DATASET CONTENT
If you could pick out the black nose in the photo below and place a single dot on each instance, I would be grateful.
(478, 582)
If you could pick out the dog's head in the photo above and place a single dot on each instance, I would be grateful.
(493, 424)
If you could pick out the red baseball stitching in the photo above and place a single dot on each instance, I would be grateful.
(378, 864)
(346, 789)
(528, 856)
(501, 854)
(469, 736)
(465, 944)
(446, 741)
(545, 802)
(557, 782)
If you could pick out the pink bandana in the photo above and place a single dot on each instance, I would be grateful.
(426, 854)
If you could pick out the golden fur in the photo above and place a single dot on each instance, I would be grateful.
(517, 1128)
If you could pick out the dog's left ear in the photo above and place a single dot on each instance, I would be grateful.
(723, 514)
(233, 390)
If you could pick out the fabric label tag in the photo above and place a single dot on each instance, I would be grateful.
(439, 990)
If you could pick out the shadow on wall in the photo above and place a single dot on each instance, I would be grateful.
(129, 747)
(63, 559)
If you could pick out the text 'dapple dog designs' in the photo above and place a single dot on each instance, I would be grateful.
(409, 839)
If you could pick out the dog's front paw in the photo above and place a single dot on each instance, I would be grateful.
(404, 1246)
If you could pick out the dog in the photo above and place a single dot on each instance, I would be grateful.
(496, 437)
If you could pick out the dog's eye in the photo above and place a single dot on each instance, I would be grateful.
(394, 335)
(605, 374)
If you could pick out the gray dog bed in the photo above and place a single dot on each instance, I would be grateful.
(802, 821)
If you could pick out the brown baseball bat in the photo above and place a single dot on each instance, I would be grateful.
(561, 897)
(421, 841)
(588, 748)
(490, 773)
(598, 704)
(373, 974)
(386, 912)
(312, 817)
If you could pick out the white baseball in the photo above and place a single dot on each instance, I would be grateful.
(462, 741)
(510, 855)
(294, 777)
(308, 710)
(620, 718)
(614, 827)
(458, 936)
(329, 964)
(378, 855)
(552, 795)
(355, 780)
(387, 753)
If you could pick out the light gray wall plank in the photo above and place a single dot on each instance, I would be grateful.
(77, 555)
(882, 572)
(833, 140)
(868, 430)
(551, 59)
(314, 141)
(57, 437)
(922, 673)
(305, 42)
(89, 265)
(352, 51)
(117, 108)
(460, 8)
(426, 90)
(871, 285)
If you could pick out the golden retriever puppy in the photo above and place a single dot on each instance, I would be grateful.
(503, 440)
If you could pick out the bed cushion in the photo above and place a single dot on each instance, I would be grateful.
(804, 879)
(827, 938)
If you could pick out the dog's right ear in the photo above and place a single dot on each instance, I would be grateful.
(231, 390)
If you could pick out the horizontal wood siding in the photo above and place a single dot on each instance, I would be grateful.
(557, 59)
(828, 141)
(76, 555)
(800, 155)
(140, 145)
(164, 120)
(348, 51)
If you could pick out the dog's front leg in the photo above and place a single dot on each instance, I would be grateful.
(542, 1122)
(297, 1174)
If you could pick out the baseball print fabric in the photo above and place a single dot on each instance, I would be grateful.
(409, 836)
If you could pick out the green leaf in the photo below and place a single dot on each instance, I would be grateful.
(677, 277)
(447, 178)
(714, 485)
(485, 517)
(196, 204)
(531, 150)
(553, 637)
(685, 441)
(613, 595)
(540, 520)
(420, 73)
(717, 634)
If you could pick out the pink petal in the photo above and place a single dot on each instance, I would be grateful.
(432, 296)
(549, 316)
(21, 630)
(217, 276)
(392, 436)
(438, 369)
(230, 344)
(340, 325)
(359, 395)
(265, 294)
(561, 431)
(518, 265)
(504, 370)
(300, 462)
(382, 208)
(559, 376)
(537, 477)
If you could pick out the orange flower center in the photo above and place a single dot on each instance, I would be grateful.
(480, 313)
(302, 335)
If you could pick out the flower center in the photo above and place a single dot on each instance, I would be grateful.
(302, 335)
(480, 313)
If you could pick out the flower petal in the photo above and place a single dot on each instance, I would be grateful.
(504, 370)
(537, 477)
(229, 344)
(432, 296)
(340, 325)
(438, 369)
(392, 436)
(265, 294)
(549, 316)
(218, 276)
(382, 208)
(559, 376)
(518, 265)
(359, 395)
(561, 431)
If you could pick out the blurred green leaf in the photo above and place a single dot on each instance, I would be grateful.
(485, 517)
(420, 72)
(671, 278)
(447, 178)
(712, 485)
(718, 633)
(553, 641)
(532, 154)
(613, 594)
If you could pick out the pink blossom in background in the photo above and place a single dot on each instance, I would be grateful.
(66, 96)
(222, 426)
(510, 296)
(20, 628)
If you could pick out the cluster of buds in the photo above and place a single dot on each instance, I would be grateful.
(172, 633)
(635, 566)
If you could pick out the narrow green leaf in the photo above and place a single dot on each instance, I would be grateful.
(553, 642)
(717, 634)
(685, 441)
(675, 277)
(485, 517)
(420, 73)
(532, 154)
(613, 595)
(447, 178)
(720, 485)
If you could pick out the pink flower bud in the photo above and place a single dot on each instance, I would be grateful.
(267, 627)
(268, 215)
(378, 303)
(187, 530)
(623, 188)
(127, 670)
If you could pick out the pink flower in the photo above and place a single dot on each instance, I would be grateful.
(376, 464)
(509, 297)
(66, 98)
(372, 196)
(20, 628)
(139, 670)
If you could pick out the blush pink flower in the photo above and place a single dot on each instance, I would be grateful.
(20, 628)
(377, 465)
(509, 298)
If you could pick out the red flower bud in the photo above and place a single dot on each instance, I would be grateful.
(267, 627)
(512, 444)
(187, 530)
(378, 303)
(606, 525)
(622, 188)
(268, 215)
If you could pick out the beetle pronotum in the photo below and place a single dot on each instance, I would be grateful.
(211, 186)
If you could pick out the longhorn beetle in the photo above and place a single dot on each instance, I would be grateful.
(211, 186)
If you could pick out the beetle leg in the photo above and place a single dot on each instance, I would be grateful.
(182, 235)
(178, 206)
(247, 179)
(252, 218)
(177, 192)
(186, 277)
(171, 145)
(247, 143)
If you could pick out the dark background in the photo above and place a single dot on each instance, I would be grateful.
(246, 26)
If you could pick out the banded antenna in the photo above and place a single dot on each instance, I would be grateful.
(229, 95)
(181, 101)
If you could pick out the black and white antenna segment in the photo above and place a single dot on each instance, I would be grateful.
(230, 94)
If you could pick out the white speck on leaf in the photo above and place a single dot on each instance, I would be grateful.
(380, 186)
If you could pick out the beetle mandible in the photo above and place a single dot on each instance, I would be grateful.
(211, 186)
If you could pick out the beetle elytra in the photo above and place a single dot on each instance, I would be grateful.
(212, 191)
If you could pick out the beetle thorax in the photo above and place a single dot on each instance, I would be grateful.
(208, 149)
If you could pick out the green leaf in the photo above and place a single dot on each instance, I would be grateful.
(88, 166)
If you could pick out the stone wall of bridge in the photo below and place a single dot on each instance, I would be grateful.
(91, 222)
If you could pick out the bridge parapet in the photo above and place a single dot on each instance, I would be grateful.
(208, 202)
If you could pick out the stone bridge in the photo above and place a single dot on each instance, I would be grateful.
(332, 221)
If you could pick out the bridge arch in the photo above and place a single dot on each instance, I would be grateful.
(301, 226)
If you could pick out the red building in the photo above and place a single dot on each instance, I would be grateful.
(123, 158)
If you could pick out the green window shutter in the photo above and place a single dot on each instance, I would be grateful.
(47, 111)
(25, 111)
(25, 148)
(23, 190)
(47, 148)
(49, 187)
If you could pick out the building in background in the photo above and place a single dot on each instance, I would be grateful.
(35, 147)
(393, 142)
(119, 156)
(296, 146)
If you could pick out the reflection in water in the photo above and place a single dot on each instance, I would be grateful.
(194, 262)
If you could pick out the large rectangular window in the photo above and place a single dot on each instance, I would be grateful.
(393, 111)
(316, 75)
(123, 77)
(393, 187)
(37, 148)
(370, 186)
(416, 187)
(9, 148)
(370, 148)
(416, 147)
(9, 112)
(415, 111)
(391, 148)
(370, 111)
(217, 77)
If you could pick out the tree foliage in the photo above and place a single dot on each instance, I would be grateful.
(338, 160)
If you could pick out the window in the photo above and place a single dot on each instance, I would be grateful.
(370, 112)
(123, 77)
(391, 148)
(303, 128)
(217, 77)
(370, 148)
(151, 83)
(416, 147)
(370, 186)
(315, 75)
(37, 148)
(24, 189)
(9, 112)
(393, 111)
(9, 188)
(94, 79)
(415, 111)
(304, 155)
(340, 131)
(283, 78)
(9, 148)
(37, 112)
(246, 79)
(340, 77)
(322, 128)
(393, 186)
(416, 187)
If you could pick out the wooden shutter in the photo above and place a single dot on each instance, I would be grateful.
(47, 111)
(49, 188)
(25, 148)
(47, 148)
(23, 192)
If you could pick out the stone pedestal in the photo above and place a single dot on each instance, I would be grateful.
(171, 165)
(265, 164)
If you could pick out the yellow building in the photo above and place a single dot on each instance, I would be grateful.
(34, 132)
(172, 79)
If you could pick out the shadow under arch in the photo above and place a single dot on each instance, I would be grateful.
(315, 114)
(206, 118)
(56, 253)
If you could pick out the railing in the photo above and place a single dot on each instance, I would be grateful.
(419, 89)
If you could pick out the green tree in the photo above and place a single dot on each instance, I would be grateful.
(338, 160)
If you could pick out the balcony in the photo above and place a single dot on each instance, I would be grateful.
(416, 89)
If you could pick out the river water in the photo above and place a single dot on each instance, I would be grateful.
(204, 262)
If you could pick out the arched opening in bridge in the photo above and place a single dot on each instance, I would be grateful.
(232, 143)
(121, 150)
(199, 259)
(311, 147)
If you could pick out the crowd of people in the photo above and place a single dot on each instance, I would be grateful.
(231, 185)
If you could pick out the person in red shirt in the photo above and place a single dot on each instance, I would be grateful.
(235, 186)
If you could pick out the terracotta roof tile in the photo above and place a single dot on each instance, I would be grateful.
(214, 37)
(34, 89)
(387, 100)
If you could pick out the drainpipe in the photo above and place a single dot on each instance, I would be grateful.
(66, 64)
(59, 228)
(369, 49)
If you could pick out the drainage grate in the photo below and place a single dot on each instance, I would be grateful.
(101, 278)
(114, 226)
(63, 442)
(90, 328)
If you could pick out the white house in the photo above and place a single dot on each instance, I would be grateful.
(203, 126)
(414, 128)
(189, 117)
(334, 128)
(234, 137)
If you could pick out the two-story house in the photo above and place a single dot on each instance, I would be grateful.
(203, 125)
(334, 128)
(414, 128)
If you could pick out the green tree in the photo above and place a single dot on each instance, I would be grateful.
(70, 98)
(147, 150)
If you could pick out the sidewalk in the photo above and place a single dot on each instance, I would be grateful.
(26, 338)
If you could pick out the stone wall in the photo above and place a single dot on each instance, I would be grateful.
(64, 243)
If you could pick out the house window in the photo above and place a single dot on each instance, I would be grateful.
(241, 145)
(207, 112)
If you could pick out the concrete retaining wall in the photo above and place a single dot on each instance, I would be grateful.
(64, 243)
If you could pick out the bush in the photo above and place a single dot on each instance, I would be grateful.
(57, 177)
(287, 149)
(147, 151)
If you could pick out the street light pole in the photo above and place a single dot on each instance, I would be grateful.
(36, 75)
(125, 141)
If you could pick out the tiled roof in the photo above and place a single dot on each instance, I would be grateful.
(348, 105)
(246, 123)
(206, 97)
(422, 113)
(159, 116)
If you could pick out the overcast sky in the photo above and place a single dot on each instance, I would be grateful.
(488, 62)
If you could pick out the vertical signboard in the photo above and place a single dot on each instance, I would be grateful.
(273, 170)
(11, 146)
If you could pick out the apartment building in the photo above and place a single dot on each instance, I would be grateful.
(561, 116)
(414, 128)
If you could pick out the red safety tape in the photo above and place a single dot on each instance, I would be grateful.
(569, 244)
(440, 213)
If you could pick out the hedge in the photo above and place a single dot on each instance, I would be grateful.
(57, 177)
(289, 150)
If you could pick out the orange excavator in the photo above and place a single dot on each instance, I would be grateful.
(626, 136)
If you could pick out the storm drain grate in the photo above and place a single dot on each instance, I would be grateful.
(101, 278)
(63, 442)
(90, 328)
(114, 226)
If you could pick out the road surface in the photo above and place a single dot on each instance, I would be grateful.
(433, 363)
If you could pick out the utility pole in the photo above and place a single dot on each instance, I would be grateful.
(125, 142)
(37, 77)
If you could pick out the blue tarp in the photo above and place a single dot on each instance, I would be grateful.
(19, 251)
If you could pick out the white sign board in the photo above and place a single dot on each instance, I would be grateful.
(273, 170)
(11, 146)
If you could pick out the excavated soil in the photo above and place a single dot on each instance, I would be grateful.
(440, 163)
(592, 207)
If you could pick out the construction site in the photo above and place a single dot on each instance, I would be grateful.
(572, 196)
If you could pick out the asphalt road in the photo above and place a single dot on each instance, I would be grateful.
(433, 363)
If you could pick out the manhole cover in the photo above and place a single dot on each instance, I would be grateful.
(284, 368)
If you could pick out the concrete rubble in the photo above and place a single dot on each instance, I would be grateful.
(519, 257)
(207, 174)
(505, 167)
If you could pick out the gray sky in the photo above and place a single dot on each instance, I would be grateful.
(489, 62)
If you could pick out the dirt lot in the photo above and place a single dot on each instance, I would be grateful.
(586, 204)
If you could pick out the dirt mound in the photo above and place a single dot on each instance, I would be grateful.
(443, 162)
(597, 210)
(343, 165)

WHAT YOU ARE ASKED TO DO
Output only the lines from the one with "If you could pick out the asphalt" through the last line of the entries above; please keep them exact.

SOLUTION TO THE EXERCISE
If you could pick out the asphalt road in the photo above and place a single dot on each instance, I would be grateful.
(433, 363)
If you could pick out the manhole cover in the photo above and place a single dot on each instance, I would be grateful.
(284, 368)
If you could pick out the concrete rubble in the photo above and place a single dot on each instance, I would be grateful.
(519, 257)
(207, 174)
(505, 167)
If you could pick out the gray sky in the photo above and place a single dot on each instance, I would be grateful.
(489, 62)
If you could pick out the dirt lot in the photo above and place a single dot on each instance, I would be grateful.
(586, 204)
If you could pick out the dirt mound in the photo above and place a single dot on each instance, I would be grateful.
(443, 162)
(597, 210)
(343, 165)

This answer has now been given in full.